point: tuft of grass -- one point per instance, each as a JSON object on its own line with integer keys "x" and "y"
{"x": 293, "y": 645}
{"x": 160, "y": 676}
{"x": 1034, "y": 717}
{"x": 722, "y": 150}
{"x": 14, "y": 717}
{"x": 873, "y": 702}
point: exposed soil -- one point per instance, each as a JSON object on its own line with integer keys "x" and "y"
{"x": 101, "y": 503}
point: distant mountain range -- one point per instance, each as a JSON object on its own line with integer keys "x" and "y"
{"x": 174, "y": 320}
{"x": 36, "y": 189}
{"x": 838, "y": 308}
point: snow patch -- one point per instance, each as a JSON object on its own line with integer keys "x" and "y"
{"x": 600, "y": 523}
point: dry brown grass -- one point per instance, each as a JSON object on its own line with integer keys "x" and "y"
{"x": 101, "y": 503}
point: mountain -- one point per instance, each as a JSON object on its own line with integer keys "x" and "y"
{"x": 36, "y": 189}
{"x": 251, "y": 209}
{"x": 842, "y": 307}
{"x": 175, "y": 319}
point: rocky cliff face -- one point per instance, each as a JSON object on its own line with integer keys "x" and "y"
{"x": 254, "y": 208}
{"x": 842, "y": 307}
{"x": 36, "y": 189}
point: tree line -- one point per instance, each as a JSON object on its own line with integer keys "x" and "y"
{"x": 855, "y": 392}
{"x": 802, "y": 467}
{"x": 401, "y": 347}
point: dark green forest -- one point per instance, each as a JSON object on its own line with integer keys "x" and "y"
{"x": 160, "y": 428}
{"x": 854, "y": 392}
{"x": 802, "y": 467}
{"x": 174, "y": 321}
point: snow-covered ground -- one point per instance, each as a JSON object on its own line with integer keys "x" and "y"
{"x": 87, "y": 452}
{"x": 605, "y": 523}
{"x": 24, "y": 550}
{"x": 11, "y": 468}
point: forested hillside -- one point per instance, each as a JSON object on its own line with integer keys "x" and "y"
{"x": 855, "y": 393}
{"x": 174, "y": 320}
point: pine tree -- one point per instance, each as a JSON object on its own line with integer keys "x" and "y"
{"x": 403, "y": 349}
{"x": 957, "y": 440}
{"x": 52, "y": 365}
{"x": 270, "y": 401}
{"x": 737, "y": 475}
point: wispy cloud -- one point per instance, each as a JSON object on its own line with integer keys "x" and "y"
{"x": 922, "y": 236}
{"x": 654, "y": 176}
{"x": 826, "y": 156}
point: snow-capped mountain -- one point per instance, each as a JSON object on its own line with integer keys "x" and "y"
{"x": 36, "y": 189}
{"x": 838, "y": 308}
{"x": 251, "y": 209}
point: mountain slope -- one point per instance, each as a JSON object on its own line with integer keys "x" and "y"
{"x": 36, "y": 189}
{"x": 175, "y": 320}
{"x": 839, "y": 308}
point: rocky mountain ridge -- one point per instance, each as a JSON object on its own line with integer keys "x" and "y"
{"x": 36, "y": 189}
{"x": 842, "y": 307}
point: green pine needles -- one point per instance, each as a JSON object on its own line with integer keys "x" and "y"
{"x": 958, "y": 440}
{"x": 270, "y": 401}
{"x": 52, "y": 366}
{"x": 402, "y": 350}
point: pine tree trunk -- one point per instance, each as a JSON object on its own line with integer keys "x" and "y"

▶ _Task brief_:
Whatever appears in the data above should be set down again exactly.

▶ _Expected answer_:
point: tuft of grass -- one point per instance, each as a JSON object on its own line with integer keys "x" and "y"
{"x": 293, "y": 645}
{"x": 160, "y": 676}
{"x": 1034, "y": 717}
{"x": 722, "y": 150}
{"x": 14, "y": 717}
{"x": 873, "y": 702}
point: exposed soil -- one point per instance, each as a JSON object on its own line with integer keys "x" and "y"
{"x": 101, "y": 503}
point: distant mountain range -- one point per instance, each as a JSON object on its own line with integer keys "x" and "y"
{"x": 174, "y": 320}
{"x": 36, "y": 189}
{"x": 838, "y": 308}
point: snow patch -- one point per instance, each as a JSON object on its own line with integer keys "x" and "y"
{"x": 600, "y": 523}
point: dry brown grass -- one point per instance, each as a JSON object on its own line with integer keys "x" and "y"
{"x": 101, "y": 503}
point: mountain -- one point per instance, each as a JSON object on its own line with integer keys "x" and "y"
{"x": 36, "y": 189}
{"x": 251, "y": 209}
{"x": 842, "y": 307}
{"x": 175, "y": 319}
point: rocky cliff face -- one point per instance, each as a JSON object on its own line with integer keys "x" and "y"
{"x": 254, "y": 208}
{"x": 842, "y": 307}
{"x": 36, "y": 189}
point: tree line -- one point per instance, each as a JSON object on its own line with integer keys "x" and "y"
{"x": 855, "y": 392}
{"x": 802, "y": 467}
{"x": 401, "y": 347}
point: dark green forest -- one point per instance, each as a JSON object on its own line with integer keys "x" and "y"
{"x": 160, "y": 428}
{"x": 854, "y": 392}
{"x": 802, "y": 467}
{"x": 174, "y": 321}
point: snow-covered ground -- one point per instance, each as a JSON object on its own line with integer keys "x" and "y"
{"x": 87, "y": 452}
{"x": 605, "y": 523}
{"x": 24, "y": 550}
{"x": 11, "y": 468}
point: forested hillside -- one point per instance, each as a JSON object on its own line with integer keys "x" and "y"
{"x": 855, "y": 393}
{"x": 174, "y": 320}
point: pine tree -- one point per instance, each as a JSON object on its own line with integer keys "x" and "y"
{"x": 403, "y": 349}
{"x": 957, "y": 440}
{"x": 52, "y": 365}
{"x": 270, "y": 401}
{"x": 737, "y": 475}
point: wispy cloud -- one point per instance, each as a JSON object on its own line with integer keys "x" and "y"
{"x": 922, "y": 236}
{"x": 654, "y": 176}
{"x": 826, "y": 156}
point: snow-capped mountain -- one point per instance, each as a JSON object on its own line with integer keys "x" and "y"
{"x": 36, "y": 189}
{"x": 838, "y": 308}
{"x": 251, "y": 209}
point: mountain slope -- one point per instance, each as a JSON object on its own line with integer keys "x" and "y"
{"x": 36, "y": 189}
{"x": 175, "y": 320}
{"x": 839, "y": 308}
point: rocky mountain ridge -- one point per instance, each as a JSON object on its own line with integer keys "x" and "y"
{"x": 36, "y": 189}
{"x": 842, "y": 307}
point: green pine needles -- one point per instance, each as a JSON object on its own line with integer keys "x" and "y"
{"x": 958, "y": 440}
{"x": 270, "y": 401}
{"x": 52, "y": 366}
{"x": 402, "y": 350}
point: pine tree trunk -- one point per instance, each as a JSON object on its own line with integer keys "x" and "y"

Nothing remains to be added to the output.